* START Input data *

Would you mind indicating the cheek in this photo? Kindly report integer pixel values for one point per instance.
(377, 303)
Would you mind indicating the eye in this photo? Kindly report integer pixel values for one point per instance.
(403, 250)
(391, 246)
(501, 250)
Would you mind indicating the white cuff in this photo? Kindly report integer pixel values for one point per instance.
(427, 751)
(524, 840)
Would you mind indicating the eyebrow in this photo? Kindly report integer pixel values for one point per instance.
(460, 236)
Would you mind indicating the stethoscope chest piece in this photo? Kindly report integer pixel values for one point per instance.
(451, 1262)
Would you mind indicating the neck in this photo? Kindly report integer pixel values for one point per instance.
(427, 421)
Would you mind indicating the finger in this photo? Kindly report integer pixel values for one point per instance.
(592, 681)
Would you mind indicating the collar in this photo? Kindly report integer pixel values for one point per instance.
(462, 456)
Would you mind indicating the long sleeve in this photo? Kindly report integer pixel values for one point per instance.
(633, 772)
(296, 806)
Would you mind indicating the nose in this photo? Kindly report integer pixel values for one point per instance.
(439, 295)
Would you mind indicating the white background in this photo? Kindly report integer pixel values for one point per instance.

* END Input data *
* START Input data *

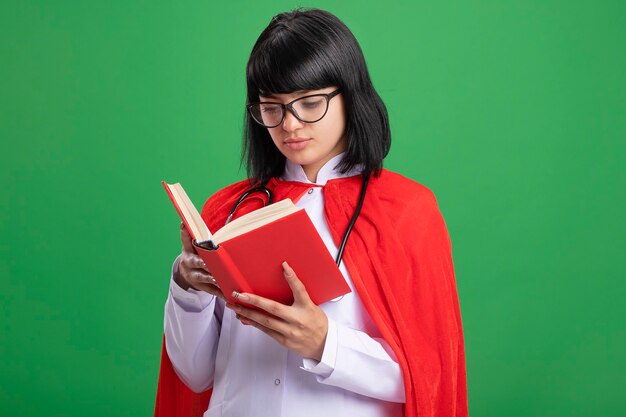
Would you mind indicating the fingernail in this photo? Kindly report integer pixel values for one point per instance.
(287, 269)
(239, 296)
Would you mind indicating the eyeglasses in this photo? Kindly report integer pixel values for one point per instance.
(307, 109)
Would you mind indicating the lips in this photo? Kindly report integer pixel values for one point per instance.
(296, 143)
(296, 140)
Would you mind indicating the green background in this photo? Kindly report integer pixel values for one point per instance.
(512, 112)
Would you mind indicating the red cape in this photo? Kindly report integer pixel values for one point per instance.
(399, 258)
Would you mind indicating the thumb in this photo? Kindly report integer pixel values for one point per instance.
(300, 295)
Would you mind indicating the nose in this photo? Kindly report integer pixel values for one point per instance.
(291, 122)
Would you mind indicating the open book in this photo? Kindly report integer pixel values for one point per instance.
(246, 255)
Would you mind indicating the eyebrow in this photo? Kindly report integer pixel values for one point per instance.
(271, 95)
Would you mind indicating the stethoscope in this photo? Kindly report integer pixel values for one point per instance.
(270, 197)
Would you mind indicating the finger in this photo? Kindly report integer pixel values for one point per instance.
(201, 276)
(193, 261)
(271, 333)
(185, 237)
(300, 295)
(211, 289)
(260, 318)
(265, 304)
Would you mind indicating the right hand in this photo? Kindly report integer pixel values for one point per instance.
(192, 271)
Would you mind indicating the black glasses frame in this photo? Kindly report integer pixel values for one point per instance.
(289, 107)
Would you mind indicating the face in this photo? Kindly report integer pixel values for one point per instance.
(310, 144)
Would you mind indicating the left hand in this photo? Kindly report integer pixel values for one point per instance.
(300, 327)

* END Input data *

# Short task:
Please return verbatim the stretch of rows above, from the one containing "Would you mind indicating the cheek" through the one containing "(451, 1262)", both included.

# Output below:
Would you mind indicating the cheek in this photo? Kindly report integer pixel values for one point per instance.
(377, 303)
Would you mind indicating the eye in this photo? Kindly report integer pixel values for one point per instance.
(403, 250)
(391, 246)
(501, 250)
Would you mind indicating the white cuff in this photo? Kindly report integer pixel values for one point per instance.
(427, 751)
(524, 840)
Would you mind indicating the eyebrow in this photo? Kindly report integer pixel values for one point per instance.
(460, 236)
Would you mind indicating the stethoscope chest piece in this photo? Kindly report integer pixel values for one point per instance.
(451, 1262)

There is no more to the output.